(Rows taken from a pointing dataset)
········
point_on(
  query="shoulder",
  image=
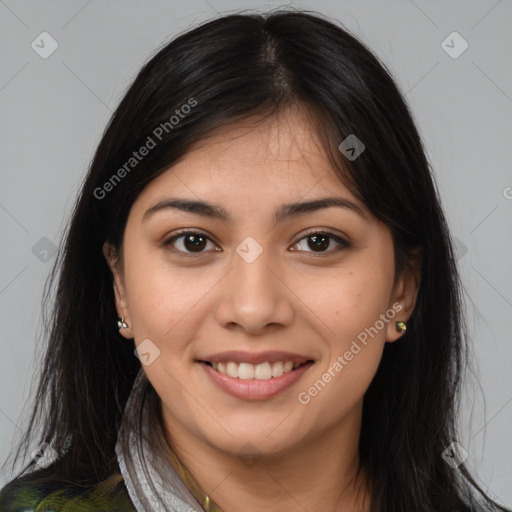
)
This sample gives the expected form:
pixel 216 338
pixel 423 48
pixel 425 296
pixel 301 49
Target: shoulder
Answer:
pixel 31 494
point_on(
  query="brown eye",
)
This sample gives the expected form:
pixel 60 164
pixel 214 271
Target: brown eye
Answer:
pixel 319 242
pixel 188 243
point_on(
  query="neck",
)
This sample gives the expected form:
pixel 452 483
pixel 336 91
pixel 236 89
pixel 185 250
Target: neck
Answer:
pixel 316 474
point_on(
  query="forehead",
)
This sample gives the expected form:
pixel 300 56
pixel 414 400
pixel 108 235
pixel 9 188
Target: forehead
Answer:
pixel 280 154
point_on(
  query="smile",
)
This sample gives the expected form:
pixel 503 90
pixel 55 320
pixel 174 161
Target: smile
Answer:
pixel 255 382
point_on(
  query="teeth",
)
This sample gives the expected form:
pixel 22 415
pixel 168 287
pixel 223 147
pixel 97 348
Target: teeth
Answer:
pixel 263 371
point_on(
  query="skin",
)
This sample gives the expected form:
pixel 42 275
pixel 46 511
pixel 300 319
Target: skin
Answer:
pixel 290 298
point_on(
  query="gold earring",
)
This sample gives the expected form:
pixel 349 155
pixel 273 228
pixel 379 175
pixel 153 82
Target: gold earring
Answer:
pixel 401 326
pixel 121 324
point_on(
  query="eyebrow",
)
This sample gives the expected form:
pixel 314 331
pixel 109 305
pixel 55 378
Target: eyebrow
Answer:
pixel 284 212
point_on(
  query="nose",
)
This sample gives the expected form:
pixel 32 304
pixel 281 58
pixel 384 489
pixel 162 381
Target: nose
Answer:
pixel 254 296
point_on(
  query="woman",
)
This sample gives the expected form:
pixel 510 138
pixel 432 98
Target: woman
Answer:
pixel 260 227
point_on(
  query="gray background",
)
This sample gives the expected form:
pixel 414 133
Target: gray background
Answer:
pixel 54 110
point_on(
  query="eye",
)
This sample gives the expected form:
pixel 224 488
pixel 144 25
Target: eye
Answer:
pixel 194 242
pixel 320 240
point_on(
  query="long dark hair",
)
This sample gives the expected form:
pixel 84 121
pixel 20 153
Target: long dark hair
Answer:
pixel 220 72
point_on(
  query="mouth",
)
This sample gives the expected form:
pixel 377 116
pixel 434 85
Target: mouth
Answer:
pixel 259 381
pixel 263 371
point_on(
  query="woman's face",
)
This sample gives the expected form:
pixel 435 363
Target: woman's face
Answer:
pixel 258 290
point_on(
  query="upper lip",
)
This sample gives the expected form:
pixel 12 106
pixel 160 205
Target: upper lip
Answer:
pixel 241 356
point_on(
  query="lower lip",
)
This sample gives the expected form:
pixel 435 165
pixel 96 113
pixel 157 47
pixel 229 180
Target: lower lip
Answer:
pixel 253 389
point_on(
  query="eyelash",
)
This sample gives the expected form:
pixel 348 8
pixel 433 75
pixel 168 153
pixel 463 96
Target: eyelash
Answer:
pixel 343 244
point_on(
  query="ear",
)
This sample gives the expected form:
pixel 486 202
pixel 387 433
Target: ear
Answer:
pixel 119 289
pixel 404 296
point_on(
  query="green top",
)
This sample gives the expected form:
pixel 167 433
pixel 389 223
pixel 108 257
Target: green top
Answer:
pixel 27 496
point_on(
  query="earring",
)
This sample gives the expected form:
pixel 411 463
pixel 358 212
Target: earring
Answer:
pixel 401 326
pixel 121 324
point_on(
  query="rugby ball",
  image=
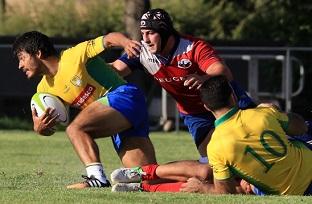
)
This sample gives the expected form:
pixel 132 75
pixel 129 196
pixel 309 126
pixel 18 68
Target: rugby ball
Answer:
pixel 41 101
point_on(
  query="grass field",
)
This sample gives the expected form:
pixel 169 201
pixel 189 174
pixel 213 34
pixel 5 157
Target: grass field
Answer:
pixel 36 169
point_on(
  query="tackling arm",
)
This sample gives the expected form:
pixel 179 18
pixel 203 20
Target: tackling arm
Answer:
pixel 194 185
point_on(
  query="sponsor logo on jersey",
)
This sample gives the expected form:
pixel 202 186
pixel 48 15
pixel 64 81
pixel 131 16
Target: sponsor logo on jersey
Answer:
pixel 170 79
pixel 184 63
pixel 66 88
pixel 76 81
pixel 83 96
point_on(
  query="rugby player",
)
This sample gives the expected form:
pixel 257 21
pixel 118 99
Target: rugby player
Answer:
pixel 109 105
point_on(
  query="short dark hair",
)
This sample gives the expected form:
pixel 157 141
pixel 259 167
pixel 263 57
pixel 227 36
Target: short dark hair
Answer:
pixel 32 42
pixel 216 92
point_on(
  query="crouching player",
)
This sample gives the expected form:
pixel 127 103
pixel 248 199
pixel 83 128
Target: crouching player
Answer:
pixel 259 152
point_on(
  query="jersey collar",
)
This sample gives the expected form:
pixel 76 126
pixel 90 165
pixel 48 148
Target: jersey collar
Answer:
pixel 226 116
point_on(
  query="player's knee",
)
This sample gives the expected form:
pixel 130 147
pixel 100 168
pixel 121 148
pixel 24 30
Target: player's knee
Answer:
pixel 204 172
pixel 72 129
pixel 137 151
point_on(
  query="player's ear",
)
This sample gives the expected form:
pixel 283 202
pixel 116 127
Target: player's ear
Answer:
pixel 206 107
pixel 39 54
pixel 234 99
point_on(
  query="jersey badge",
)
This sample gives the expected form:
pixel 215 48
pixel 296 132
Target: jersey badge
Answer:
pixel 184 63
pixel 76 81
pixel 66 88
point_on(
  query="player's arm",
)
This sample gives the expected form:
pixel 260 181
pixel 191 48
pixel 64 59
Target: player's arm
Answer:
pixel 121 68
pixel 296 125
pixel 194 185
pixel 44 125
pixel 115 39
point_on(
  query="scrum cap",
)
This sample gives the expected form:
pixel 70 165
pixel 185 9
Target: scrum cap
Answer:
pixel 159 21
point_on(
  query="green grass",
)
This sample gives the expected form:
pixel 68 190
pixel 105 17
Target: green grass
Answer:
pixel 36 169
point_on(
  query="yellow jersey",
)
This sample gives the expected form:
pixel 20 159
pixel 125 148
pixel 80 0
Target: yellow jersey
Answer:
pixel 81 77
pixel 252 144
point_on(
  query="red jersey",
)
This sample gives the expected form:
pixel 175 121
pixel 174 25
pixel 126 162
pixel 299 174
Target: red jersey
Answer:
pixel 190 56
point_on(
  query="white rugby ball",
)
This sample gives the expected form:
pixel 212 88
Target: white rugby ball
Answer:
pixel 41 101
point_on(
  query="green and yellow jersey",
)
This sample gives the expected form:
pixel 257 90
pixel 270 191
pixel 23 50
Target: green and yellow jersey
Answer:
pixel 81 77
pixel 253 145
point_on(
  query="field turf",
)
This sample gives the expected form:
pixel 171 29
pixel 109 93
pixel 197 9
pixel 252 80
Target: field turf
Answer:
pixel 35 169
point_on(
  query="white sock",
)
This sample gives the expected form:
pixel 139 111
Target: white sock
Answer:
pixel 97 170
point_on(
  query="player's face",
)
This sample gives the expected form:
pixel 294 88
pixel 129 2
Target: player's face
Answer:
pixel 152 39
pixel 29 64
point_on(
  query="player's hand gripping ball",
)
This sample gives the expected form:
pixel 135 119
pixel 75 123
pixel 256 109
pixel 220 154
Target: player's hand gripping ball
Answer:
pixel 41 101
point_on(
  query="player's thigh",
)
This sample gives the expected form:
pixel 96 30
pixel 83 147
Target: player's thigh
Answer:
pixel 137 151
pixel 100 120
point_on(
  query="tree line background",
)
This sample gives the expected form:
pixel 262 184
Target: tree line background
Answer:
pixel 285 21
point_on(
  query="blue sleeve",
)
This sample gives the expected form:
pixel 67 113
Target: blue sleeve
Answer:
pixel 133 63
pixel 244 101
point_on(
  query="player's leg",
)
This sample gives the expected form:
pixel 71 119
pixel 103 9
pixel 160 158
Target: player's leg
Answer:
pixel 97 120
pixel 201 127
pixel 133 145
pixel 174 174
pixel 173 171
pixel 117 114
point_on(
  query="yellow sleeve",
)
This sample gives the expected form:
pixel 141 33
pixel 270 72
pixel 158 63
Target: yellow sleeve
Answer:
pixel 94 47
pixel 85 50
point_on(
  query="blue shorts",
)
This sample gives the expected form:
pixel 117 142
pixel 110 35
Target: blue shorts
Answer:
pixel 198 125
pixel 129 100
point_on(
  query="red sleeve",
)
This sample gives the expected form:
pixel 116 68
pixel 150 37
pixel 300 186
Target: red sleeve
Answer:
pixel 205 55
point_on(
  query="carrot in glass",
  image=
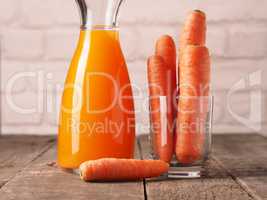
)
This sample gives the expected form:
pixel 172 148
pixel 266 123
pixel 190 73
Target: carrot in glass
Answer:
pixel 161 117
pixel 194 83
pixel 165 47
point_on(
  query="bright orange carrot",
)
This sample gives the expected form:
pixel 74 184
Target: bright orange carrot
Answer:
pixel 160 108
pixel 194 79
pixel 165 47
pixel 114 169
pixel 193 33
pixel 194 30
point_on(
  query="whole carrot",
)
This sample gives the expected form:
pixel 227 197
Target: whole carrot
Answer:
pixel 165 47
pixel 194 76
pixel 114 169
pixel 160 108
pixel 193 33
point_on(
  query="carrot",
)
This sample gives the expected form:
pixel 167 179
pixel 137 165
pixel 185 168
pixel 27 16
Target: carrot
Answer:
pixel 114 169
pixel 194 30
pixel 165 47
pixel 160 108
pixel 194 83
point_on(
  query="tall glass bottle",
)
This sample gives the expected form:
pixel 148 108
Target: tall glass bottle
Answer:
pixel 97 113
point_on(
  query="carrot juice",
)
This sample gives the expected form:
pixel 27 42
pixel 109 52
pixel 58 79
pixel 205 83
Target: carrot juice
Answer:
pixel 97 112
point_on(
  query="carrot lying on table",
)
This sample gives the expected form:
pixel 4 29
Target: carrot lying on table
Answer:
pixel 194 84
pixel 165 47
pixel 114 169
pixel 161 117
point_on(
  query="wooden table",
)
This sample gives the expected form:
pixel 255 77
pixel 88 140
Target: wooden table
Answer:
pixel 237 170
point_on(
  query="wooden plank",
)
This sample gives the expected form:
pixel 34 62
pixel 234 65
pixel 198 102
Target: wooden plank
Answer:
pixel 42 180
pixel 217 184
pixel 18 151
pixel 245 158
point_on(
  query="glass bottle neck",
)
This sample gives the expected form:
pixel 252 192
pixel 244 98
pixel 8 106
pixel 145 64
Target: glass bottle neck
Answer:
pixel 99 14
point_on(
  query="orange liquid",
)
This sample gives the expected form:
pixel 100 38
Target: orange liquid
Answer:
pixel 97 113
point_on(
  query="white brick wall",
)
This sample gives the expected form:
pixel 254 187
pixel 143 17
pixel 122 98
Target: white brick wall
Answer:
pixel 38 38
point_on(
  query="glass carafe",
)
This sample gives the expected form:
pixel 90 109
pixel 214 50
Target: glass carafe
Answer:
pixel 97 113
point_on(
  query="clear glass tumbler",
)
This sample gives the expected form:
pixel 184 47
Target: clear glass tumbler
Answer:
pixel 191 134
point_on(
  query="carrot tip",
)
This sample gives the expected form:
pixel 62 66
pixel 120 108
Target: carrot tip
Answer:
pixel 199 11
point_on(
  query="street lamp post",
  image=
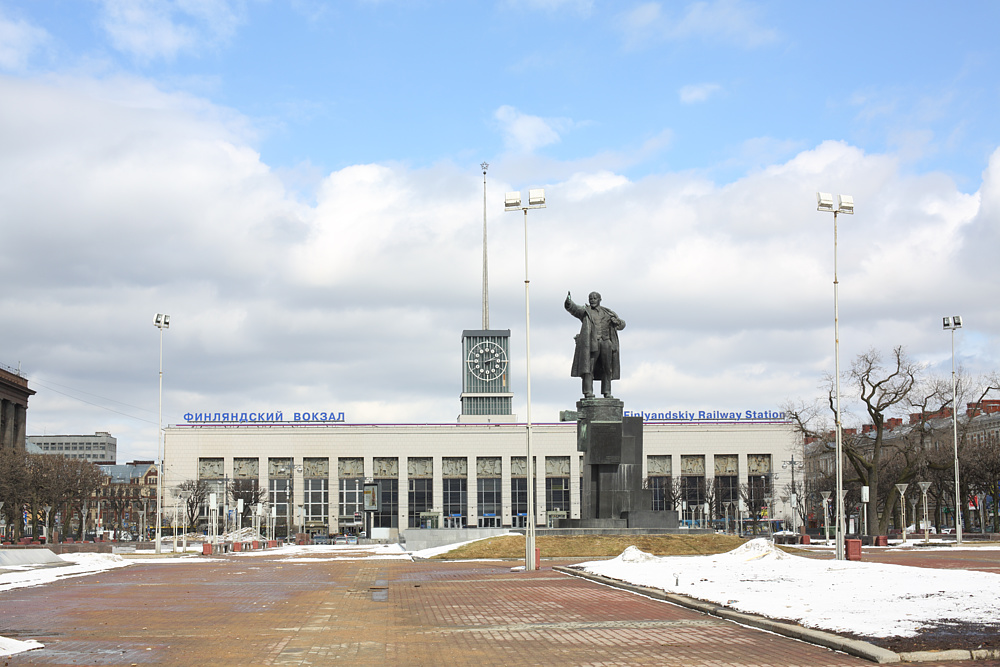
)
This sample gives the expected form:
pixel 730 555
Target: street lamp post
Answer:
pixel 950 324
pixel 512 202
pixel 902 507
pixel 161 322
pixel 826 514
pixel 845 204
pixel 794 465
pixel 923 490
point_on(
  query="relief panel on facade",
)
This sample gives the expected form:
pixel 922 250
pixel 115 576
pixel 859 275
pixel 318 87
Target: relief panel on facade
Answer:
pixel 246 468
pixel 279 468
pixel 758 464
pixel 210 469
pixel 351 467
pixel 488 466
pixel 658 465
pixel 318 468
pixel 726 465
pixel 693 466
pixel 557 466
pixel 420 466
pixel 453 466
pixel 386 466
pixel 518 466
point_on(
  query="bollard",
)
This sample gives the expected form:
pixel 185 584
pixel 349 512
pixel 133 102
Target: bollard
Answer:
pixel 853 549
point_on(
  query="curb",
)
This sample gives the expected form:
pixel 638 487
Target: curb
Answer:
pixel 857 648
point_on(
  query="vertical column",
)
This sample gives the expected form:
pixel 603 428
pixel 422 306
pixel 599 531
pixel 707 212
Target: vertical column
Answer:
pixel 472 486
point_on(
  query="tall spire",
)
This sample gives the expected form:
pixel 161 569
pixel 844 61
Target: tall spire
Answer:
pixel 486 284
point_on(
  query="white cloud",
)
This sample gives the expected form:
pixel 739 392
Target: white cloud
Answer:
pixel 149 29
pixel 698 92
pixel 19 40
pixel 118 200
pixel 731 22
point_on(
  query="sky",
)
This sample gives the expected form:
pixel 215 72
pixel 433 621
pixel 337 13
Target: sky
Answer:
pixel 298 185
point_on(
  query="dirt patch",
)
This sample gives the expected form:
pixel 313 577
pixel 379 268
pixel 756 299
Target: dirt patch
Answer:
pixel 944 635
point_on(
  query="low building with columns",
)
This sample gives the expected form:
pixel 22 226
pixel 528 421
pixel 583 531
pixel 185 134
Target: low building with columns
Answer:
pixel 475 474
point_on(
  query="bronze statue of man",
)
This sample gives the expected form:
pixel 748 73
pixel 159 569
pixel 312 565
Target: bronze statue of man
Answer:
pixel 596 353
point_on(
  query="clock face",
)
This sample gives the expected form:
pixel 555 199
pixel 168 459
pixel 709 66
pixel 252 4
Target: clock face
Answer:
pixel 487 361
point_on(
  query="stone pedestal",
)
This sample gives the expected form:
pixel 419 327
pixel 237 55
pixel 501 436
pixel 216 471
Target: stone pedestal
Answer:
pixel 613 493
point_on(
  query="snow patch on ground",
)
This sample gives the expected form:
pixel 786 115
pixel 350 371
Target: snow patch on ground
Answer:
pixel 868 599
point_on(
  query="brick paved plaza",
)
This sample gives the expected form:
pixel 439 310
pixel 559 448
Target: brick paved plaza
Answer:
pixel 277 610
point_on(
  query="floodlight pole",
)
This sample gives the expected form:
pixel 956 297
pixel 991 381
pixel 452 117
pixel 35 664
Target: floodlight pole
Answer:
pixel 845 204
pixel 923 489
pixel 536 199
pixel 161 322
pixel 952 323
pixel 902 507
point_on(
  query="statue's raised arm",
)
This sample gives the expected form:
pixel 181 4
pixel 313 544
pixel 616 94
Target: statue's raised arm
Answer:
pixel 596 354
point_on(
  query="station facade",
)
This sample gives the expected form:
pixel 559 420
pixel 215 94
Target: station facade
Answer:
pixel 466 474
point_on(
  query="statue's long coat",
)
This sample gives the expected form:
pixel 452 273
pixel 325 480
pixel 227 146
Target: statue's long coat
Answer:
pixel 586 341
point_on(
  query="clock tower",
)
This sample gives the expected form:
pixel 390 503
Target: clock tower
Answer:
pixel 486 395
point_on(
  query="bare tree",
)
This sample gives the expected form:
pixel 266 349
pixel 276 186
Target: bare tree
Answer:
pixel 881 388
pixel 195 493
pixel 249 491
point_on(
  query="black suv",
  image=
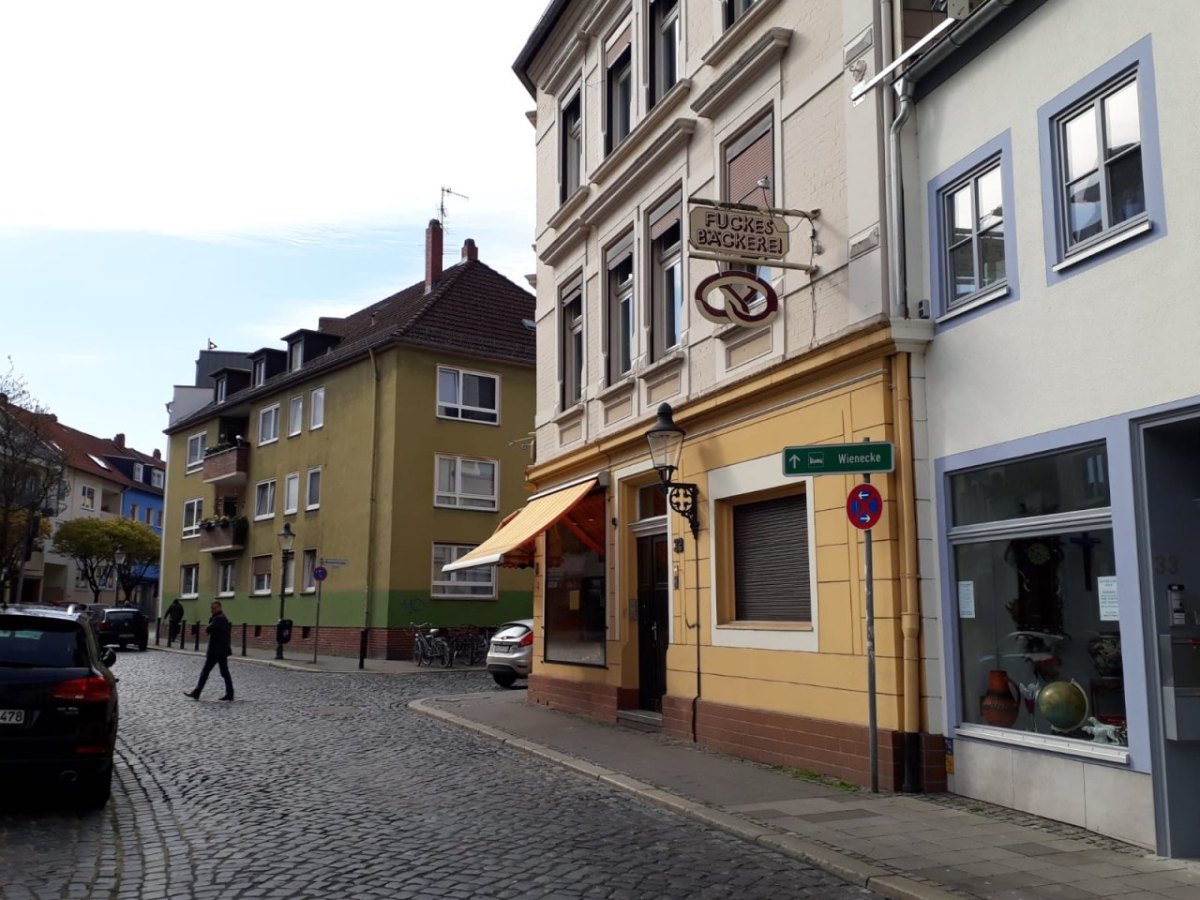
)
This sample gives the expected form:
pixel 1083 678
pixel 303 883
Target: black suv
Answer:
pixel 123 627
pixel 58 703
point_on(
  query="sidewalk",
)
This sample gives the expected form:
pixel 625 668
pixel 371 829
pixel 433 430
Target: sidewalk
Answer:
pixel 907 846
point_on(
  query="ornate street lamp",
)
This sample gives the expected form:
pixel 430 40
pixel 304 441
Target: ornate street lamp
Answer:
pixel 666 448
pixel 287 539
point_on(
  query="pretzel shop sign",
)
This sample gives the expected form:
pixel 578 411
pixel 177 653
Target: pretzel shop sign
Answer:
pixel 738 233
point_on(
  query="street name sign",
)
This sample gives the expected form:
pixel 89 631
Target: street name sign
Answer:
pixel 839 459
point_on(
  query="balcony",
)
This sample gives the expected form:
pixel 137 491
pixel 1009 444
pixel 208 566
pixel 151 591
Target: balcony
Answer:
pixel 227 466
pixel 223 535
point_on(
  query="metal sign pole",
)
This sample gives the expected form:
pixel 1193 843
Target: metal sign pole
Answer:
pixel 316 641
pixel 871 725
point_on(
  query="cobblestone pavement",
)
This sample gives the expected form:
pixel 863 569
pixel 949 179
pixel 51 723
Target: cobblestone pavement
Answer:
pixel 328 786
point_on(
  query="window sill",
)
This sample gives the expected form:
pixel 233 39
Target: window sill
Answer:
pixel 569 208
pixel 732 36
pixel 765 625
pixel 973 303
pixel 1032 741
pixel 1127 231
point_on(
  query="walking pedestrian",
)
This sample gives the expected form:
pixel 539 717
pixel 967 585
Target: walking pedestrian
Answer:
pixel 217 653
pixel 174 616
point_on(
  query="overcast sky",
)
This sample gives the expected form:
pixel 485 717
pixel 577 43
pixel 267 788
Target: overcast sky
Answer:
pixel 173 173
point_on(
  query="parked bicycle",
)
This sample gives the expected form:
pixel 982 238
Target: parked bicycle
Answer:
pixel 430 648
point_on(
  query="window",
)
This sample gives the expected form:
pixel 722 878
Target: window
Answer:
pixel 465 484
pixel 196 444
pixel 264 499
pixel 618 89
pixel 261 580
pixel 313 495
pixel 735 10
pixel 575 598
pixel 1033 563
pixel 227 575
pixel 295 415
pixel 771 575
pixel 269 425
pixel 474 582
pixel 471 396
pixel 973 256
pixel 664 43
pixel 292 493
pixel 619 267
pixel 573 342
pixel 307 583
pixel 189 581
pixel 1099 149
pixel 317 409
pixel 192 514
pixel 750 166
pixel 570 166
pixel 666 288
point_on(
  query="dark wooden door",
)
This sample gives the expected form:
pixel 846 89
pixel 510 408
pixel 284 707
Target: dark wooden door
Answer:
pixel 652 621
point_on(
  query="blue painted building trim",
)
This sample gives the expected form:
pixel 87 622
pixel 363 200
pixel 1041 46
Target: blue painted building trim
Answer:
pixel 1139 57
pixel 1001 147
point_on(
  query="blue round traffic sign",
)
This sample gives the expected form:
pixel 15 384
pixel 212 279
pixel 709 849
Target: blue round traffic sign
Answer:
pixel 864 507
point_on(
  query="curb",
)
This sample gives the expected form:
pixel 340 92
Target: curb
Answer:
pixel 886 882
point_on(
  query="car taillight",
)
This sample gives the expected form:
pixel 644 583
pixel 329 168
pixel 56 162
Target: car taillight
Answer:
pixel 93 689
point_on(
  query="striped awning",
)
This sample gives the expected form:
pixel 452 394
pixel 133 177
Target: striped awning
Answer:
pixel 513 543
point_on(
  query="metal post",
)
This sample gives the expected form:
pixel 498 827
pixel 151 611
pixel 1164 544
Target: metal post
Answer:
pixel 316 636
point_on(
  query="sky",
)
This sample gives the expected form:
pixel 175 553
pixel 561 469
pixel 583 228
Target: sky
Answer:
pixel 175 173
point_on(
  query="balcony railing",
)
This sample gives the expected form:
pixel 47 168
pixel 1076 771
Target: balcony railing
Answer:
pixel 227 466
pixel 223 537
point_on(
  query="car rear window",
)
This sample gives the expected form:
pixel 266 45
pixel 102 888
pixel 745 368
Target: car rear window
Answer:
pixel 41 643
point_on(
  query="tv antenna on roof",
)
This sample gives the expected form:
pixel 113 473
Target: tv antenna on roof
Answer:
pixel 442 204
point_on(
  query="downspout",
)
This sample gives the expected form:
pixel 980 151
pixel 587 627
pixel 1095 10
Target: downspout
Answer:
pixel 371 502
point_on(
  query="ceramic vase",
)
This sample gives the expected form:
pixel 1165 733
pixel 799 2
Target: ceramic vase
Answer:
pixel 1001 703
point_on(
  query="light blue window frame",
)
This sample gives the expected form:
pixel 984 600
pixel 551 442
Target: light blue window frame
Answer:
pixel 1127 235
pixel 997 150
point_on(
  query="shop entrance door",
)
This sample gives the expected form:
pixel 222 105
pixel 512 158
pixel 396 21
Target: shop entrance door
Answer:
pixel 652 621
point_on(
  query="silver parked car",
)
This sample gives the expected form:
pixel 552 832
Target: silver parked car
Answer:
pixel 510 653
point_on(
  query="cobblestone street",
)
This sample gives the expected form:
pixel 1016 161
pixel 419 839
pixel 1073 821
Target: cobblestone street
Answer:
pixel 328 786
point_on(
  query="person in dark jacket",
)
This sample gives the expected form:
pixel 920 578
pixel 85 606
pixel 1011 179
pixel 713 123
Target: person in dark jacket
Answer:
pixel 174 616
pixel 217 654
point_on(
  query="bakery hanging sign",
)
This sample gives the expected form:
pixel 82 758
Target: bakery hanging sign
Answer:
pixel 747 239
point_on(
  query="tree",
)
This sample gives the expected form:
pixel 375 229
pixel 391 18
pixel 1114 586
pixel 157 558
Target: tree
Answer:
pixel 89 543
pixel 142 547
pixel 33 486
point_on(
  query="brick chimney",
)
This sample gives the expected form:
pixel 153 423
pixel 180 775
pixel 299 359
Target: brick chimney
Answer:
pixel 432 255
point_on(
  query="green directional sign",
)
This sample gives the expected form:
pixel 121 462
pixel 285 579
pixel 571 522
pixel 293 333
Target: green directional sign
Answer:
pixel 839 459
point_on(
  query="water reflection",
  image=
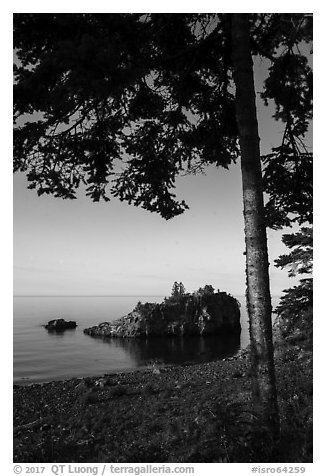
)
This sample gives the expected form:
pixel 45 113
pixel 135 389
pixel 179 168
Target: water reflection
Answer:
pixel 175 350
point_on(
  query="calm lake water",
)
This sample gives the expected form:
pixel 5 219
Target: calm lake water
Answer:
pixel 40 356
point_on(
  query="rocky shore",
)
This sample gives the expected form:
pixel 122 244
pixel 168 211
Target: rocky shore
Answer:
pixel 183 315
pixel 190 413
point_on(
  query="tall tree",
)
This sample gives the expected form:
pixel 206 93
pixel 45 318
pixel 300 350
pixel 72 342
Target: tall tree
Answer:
········
**Task prompt**. Please show each line above that contains the word "background". Only lines where its case matches count.

**Task response**.
  query="gray background",
Target: gray background
  query="tree line background",
Target: tree line background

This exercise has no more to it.